» TASK INPUTS:

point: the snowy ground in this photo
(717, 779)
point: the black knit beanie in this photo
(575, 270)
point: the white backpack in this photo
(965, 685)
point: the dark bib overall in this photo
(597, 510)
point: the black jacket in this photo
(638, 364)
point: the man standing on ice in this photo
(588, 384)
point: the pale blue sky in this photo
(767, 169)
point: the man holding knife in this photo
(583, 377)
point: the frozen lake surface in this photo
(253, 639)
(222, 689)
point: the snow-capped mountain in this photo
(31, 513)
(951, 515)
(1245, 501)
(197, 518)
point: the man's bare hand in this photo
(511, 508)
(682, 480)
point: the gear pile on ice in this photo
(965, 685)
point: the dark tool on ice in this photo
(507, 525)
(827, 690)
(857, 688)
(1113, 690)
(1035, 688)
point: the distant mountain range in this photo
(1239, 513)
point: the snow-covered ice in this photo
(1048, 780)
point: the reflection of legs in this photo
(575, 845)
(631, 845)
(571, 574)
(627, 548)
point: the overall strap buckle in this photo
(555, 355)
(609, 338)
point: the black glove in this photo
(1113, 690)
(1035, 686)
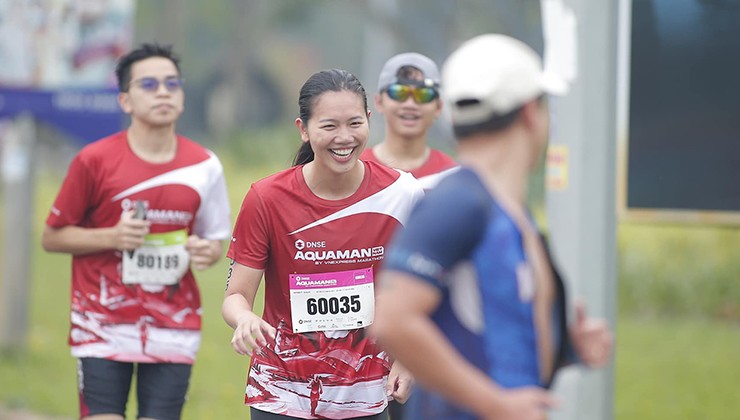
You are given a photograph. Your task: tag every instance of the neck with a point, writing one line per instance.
(503, 163)
(332, 186)
(402, 153)
(153, 144)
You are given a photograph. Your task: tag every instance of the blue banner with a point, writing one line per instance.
(83, 114)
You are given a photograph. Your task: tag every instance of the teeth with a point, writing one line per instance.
(342, 152)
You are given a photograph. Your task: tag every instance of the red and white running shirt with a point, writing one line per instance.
(139, 322)
(320, 257)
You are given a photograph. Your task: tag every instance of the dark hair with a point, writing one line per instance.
(123, 67)
(335, 80)
(494, 123)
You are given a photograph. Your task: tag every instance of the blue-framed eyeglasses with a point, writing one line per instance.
(151, 84)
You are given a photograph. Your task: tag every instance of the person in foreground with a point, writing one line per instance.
(136, 210)
(469, 300)
(408, 97)
(317, 231)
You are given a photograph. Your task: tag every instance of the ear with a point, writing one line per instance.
(125, 102)
(530, 114)
(439, 108)
(379, 102)
(302, 129)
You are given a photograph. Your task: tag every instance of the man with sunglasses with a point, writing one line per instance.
(408, 97)
(137, 210)
(470, 301)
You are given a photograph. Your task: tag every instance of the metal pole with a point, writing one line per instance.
(17, 179)
(581, 193)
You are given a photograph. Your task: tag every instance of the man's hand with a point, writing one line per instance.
(400, 383)
(592, 338)
(250, 333)
(129, 233)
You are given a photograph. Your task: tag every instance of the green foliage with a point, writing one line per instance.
(676, 369)
(679, 270)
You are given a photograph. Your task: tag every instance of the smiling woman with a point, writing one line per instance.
(318, 265)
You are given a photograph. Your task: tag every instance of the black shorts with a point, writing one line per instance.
(255, 414)
(104, 385)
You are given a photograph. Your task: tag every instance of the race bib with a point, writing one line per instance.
(162, 260)
(341, 300)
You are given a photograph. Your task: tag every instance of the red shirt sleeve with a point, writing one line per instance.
(250, 242)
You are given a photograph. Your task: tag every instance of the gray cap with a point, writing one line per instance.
(388, 75)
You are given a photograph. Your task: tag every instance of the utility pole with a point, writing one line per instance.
(17, 183)
(581, 44)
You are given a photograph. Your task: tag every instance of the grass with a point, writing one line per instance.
(677, 328)
(676, 369)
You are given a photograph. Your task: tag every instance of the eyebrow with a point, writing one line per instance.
(325, 120)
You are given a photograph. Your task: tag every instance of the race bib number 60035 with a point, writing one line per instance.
(341, 300)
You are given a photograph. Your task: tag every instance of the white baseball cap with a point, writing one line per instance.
(389, 73)
(493, 74)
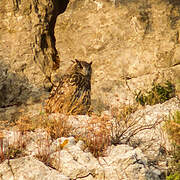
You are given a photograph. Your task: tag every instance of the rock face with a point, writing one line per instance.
(142, 157)
(27, 168)
(27, 47)
(131, 44)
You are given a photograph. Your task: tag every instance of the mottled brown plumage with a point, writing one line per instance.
(72, 95)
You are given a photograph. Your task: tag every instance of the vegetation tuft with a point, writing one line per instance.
(158, 94)
(172, 127)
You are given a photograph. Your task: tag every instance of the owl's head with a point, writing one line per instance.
(82, 67)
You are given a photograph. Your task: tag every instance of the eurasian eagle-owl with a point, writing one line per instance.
(73, 93)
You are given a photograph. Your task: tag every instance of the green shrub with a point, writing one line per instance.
(158, 94)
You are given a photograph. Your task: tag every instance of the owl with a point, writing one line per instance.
(73, 93)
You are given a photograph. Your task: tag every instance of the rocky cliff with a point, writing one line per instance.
(131, 44)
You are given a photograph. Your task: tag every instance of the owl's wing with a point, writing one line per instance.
(59, 96)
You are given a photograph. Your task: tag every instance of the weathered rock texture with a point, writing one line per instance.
(131, 44)
(27, 45)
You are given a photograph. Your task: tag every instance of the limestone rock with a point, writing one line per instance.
(27, 168)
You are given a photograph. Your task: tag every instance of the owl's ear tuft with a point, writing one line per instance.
(77, 61)
(73, 61)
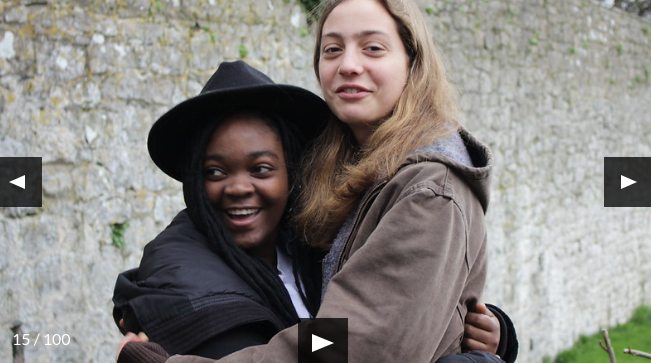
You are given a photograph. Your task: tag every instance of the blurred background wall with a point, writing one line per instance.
(552, 86)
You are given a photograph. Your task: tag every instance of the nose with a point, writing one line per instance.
(350, 64)
(239, 186)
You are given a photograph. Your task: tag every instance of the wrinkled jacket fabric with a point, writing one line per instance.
(182, 288)
(415, 257)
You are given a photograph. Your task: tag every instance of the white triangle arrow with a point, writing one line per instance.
(319, 343)
(19, 182)
(626, 182)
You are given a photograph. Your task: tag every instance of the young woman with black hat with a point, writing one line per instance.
(227, 269)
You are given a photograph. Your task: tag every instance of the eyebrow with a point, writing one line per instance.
(253, 155)
(358, 35)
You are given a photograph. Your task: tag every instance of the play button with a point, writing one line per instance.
(627, 182)
(323, 340)
(319, 343)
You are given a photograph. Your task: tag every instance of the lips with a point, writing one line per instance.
(351, 91)
(241, 216)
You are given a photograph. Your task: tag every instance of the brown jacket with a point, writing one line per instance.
(415, 257)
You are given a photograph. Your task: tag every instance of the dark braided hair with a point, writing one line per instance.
(261, 277)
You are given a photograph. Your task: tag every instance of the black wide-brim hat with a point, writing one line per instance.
(234, 86)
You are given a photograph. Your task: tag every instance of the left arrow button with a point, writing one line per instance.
(19, 182)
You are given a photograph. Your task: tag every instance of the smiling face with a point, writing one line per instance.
(363, 64)
(246, 181)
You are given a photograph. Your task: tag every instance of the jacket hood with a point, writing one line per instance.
(467, 156)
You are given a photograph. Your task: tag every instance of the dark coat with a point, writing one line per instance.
(171, 299)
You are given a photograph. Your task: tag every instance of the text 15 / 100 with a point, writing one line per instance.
(48, 339)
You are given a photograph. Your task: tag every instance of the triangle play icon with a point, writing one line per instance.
(626, 182)
(319, 343)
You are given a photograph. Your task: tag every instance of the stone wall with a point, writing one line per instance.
(552, 86)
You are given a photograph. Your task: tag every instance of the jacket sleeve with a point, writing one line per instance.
(508, 347)
(400, 290)
(472, 357)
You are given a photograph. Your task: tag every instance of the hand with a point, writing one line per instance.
(481, 331)
(131, 337)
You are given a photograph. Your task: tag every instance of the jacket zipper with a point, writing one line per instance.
(366, 202)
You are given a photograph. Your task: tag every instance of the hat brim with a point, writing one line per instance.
(171, 135)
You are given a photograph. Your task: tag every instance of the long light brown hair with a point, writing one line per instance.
(338, 170)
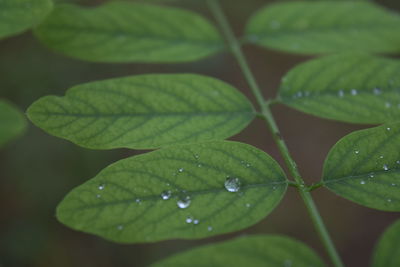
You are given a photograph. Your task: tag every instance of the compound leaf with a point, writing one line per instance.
(177, 192)
(129, 32)
(354, 88)
(364, 167)
(387, 250)
(12, 122)
(255, 251)
(17, 16)
(314, 27)
(146, 111)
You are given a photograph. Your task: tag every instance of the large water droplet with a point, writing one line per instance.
(166, 194)
(183, 202)
(232, 184)
(385, 167)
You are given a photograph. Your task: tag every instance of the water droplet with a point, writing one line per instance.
(385, 167)
(166, 194)
(232, 184)
(377, 91)
(183, 202)
(274, 24)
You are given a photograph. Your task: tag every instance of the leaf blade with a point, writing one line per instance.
(18, 16)
(145, 111)
(129, 32)
(310, 27)
(12, 122)
(364, 168)
(387, 248)
(131, 208)
(261, 250)
(354, 88)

» REQUIRED WORK:
Please write out, exactly as they appear, the lines from the line containing "of the compound" through the last line of the records above, both included.

» RESULT:
You are given a photograph. Your task: tag every instance of the compound leaf with a point, writing one line per instance.
(177, 192)
(129, 32)
(354, 88)
(364, 167)
(387, 250)
(12, 122)
(255, 251)
(17, 16)
(314, 27)
(146, 111)
You are given a photograph. Your task: tag every instance of the large water droplet with a point, writing one line per instance.
(166, 194)
(183, 202)
(232, 184)
(385, 167)
You are given a photograph. Your task: tag every instance of the water droplet with a point, writing one line per instance.
(385, 167)
(166, 194)
(232, 184)
(377, 91)
(183, 202)
(274, 24)
You are given a photograph. Your task: tag every instance of the leaf blade with a point, writing one line per instance.
(18, 16)
(145, 111)
(129, 32)
(310, 27)
(12, 122)
(364, 168)
(387, 248)
(131, 208)
(261, 250)
(354, 88)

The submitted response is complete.